◆ AIM ◆
Each entry must appear again exactly as it does in the source.
* Start *
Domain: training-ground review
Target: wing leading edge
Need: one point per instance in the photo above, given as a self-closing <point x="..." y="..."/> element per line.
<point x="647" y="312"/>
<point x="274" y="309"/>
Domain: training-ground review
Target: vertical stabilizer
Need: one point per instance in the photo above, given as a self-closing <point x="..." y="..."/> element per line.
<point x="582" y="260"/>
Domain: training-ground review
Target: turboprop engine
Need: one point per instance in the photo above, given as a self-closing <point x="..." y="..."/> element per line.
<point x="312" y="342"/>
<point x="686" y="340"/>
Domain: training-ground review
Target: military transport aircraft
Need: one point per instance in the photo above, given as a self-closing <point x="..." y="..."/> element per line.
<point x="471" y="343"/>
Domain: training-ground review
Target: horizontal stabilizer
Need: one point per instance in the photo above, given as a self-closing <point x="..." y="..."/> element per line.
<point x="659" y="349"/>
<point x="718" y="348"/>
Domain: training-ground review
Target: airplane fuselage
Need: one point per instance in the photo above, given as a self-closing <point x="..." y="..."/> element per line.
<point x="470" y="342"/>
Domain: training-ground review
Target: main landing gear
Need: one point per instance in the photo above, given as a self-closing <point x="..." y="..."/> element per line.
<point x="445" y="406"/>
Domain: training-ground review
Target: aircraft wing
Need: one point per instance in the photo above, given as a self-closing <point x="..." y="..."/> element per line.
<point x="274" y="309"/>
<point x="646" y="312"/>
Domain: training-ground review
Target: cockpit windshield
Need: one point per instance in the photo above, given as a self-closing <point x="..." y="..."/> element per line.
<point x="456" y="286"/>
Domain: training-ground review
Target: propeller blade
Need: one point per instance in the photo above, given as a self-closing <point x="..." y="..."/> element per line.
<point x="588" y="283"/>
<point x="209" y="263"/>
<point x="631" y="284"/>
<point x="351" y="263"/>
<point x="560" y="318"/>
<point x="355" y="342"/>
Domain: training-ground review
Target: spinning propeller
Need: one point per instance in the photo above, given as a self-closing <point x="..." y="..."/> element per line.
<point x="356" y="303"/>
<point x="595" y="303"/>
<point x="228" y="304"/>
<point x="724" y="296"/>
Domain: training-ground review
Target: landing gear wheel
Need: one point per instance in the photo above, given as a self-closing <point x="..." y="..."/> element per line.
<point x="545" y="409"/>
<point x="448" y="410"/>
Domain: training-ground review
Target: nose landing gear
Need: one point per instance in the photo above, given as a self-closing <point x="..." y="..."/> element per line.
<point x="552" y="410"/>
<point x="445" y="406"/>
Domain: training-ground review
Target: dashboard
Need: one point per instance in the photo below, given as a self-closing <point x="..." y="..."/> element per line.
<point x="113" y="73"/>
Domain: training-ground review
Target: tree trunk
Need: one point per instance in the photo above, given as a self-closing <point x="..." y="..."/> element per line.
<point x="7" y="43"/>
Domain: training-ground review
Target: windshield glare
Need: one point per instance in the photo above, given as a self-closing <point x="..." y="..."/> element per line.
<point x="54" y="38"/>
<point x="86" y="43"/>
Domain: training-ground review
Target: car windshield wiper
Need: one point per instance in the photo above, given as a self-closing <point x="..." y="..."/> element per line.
* End *
◆ RESULT OF THIS TASK ◆
Domain: training-ground review
Target: wing leading edge
Need: one point per instance in the photo above, given as a self-closing <point x="..." y="..."/> element per line.
<point x="647" y="312"/>
<point x="274" y="309"/>
Domain: training-ground review
Target: vertical stabilizer
Need: one point per instance in the photo above, given as a self-closing <point x="..." y="..."/> element per line.
<point x="582" y="260"/>
Domain: training-ground review
Target: turboprop engine
Need: one point per instance in the photo above, given as a self-closing <point x="..." y="..."/> element per line.
<point x="312" y="342"/>
<point x="686" y="340"/>
Domain: training-ground review
Target: military transport aircraft
Need: one point per instance in the photo above, given as a self-closing <point x="..." y="..."/> element per line.
<point x="471" y="343"/>
Domain: training-ground review
Target: horizontal stabilizer
Need: one point per instance in the photo above, given as a self-closing <point x="..." y="..."/> element per line.
<point x="659" y="349"/>
<point x="718" y="348"/>
Domain: training-ground review
Target: airplane fuselage
Need: one point per instance in the photo above, given as a self-closing <point x="..." y="..."/> element per line.
<point x="470" y="342"/>
Domain: training-ground review
Target: main landing gear
Need: one point per instance in the photo above, given as a self-closing <point x="..." y="..."/> element per line.
<point x="445" y="406"/>
Domain: training-ground review
Target: aircraft wing
Need: one point per instance in the photo above, given as a self-closing <point x="..." y="..."/> element per line.
<point x="274" y="309"/>
<point x="646" y="312"/>
Domain: training-ground review
Target: cockpit windshield
Need: one point per instance in the photo above, given as a self-closing <point x="..." y="..."/> element per line.
<point x="456" y="286"/>
Domain: training-ground review
Target: propeller blade
Need: one point per instance in the photo above, given as a self-closing <point x="..." y="..."/> element per line.
<point x="588" y="283"/>
<point x="209" y="263"/>
<point x="631" y="284"/>
<point x="351" y="263"/>
<point x="560" y="318"/>
<point x="355" y="342"/>
Domain: training-ground review
Target: spinning propeller
Need: one point per instance in the photo above, given as a self-closing <point x="..." y="..."/> element per line.
<point x="356" y="303"/>
<point x="595" y="303"/>
<point x="228" y="304"/>
<point x="724" y="296"/>
Domain: training-ground review
Target: landing gear wheel
Need: one point per instance in the photo above, given as a self-closing <point x="..." y="..."/> element per line.
<point x="545" y="409"/>
<point x="448" y="410"/>
Domain: training-ground review
Target: nose landing gear
Need: one point per instance in the photo above, given as a self-closing <point x="..." y="..."/> element per line.
<point x="552" y="410"/>
<point x="445" y="406"/>
Domain: training-ground review
Target: dashboard
Need: one point per instance in the photo below, given as a self-closing <point x="..." y="..."/> element per line.
<point x="113" y="73"/>
Domain: training-ground review
Target: tree trunk
Need: one point per instance in the photo above, given as a self-closing <point x="..." y="..."/> element per line.
<point x="7" y="43"/>
Domain: training-ground review
Target: windshield glare
Need: one point per instance in the photo above, given as a self-closing <point x="..." y="..."/> element per line.
<point x="54" y="38"/>
<point x="86" y="43"/>
Domain: training-ground review
Target: car windshield wiper
Need: one point per instance in the photo above, given as a self-closing <point x="..." y="..."/> element per line.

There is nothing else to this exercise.